━━ Task inputs

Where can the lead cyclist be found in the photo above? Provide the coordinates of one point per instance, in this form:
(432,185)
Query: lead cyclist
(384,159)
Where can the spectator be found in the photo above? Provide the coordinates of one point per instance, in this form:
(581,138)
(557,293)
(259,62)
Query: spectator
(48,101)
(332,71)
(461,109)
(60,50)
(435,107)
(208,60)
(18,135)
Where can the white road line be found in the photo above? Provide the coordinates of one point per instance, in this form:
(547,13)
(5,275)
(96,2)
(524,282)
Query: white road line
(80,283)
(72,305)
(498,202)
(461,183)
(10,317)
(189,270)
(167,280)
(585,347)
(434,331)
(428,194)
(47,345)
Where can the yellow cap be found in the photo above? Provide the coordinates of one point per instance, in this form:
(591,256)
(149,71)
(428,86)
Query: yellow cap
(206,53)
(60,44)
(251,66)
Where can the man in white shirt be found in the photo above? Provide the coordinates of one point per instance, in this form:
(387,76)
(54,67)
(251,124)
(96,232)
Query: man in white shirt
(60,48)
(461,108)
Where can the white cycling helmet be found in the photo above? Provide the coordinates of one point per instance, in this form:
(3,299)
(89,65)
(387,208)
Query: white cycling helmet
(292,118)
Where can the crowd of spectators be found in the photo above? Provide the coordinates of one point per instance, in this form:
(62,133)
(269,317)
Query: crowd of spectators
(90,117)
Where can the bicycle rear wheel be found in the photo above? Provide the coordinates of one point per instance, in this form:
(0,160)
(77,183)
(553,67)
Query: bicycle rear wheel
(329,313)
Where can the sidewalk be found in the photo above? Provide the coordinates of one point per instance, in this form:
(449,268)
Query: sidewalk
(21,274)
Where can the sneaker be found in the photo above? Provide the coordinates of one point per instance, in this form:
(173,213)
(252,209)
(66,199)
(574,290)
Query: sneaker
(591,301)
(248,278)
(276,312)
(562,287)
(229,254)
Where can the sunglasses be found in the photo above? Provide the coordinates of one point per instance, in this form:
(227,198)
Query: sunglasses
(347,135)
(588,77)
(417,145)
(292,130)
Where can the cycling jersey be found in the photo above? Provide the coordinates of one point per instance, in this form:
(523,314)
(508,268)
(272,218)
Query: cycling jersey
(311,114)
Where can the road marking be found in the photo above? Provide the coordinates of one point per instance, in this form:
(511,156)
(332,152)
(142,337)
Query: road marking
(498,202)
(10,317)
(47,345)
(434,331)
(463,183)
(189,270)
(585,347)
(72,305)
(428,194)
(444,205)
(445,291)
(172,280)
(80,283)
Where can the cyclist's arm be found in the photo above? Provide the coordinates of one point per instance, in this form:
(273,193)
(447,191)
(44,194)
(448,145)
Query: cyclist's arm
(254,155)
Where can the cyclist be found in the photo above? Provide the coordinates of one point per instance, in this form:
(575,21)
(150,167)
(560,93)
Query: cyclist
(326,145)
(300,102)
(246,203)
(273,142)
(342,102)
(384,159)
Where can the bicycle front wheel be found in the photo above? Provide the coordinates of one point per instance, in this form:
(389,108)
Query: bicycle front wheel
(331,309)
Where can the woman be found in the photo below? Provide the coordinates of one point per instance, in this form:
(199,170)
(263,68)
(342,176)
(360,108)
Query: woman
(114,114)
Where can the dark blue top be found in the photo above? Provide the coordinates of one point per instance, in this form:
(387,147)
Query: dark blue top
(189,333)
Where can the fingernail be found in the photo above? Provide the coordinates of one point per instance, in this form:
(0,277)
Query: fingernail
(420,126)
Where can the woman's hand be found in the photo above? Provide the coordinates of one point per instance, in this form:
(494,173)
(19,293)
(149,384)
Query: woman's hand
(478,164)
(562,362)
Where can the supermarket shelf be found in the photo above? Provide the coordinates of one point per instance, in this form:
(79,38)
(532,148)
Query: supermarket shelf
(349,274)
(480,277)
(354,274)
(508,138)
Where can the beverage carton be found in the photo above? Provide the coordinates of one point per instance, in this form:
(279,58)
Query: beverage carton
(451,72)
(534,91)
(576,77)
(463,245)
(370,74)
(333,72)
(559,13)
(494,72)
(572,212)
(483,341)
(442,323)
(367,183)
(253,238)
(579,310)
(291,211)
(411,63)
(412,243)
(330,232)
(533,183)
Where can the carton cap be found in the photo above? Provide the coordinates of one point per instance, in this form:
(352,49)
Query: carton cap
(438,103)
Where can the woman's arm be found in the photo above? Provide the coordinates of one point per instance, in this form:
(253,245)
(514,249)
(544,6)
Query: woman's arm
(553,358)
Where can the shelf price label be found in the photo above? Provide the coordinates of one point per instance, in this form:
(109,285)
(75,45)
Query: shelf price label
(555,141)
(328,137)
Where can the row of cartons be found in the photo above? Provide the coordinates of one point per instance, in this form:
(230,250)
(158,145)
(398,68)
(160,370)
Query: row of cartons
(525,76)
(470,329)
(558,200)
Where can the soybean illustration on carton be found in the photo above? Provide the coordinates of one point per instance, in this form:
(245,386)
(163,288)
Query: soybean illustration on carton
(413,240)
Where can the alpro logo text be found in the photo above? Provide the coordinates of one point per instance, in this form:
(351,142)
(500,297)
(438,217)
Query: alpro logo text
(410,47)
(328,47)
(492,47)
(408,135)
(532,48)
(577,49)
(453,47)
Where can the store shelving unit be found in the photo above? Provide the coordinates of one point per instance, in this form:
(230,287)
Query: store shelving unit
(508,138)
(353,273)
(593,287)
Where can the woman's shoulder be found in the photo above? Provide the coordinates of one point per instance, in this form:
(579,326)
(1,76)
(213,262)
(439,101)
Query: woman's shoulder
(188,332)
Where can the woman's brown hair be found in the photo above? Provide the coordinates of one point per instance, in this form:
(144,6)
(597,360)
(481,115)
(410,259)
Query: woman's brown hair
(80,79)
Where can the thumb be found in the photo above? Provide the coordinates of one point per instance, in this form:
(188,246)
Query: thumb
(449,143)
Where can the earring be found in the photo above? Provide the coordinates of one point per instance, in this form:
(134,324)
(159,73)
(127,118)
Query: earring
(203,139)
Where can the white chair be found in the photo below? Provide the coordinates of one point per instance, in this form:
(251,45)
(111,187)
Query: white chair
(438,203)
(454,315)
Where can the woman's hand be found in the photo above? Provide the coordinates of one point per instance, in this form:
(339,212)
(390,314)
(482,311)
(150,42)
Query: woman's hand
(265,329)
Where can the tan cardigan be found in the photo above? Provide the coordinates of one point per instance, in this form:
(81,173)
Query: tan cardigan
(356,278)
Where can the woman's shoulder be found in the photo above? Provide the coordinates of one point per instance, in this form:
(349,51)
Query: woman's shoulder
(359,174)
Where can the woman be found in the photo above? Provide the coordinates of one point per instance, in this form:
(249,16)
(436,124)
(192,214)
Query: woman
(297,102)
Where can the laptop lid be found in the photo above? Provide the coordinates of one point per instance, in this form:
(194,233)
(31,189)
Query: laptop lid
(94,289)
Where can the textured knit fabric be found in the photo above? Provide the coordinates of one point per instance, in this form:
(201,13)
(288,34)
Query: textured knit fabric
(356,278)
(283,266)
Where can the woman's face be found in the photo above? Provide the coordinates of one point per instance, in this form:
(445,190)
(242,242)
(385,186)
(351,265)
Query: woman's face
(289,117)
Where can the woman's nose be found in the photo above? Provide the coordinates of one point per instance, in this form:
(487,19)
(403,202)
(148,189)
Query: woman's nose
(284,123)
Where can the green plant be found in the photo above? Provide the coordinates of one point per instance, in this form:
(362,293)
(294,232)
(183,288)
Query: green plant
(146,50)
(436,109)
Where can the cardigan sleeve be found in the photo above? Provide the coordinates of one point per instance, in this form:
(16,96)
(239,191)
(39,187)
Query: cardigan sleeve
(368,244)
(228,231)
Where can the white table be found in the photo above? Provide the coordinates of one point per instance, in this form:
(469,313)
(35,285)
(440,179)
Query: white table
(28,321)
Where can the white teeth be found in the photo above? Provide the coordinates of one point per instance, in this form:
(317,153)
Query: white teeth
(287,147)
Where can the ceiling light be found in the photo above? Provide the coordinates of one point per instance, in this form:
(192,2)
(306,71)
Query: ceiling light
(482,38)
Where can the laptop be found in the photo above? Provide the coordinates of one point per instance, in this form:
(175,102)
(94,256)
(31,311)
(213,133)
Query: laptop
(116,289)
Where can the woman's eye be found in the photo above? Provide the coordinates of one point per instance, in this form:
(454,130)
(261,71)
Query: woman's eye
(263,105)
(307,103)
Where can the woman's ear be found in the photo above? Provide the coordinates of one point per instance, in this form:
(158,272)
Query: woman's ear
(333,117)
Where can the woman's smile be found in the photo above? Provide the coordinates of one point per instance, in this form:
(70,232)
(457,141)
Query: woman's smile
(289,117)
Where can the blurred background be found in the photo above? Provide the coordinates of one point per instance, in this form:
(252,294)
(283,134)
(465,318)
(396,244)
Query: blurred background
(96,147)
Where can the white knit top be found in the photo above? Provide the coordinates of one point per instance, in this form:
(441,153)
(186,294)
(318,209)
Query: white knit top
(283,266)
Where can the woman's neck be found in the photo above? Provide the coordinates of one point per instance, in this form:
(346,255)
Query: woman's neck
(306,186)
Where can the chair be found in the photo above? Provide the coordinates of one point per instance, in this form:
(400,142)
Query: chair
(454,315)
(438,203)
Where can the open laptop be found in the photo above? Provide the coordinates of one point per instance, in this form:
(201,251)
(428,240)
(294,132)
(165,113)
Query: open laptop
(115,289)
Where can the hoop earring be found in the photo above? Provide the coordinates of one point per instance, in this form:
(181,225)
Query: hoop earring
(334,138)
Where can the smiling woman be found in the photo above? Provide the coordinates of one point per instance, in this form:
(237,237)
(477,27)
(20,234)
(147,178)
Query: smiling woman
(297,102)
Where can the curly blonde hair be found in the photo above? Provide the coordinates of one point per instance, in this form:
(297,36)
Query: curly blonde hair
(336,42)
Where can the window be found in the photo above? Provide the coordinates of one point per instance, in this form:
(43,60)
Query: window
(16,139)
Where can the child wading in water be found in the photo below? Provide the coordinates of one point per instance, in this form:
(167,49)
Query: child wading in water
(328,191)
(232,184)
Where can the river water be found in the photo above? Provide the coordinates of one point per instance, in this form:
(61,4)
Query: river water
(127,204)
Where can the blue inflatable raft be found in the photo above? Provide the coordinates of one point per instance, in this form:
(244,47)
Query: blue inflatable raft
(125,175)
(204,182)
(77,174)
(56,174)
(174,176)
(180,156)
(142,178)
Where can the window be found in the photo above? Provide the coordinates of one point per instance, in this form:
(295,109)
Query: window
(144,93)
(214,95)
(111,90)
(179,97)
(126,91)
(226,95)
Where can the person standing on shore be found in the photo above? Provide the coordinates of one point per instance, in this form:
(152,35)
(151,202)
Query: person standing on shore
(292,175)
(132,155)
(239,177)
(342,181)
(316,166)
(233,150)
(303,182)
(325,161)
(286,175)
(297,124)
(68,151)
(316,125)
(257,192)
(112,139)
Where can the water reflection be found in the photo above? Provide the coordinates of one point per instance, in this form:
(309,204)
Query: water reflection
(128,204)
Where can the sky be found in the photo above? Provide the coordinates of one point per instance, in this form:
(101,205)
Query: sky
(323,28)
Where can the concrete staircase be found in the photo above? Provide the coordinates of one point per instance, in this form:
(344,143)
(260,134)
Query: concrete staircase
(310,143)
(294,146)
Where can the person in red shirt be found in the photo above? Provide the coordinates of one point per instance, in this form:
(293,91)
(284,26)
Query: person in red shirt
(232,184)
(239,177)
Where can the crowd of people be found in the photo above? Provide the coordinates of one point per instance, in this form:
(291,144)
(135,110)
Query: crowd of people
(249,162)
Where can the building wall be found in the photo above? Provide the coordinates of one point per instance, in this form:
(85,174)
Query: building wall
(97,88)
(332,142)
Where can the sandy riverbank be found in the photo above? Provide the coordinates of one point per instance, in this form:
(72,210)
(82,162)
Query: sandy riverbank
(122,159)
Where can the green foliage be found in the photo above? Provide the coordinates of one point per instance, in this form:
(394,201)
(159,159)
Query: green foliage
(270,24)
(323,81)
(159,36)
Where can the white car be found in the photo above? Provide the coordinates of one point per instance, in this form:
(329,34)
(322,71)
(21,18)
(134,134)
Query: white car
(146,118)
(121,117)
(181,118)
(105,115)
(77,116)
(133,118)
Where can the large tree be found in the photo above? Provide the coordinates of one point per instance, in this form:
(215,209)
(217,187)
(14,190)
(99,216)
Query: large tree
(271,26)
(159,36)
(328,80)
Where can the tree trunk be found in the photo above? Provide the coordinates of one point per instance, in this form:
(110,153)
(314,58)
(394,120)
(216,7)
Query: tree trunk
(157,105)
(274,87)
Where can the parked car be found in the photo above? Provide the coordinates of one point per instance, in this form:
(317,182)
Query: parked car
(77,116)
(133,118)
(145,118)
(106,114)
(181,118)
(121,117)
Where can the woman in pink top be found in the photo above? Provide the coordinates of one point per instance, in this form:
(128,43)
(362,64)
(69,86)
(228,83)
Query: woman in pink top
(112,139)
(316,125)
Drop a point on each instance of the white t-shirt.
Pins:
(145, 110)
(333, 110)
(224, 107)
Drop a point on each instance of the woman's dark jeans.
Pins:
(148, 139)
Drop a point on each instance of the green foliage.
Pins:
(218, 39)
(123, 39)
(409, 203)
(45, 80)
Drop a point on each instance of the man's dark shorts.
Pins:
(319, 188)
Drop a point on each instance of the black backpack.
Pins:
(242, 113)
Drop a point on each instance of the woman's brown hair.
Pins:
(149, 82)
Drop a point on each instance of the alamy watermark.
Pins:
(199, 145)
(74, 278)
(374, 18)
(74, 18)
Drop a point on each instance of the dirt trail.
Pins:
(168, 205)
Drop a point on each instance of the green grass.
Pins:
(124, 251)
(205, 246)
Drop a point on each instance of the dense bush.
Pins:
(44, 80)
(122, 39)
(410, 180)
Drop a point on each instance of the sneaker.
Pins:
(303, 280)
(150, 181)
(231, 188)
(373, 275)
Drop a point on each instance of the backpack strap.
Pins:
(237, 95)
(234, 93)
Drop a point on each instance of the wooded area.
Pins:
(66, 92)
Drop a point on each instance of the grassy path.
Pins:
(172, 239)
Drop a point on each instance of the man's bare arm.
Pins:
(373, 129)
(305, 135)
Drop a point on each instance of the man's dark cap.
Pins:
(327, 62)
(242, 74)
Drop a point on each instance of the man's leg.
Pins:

━━━━

# Task goal
Give the number of lines in the data that contain the string "backpack", and nothing else.

# Solution to the problem
2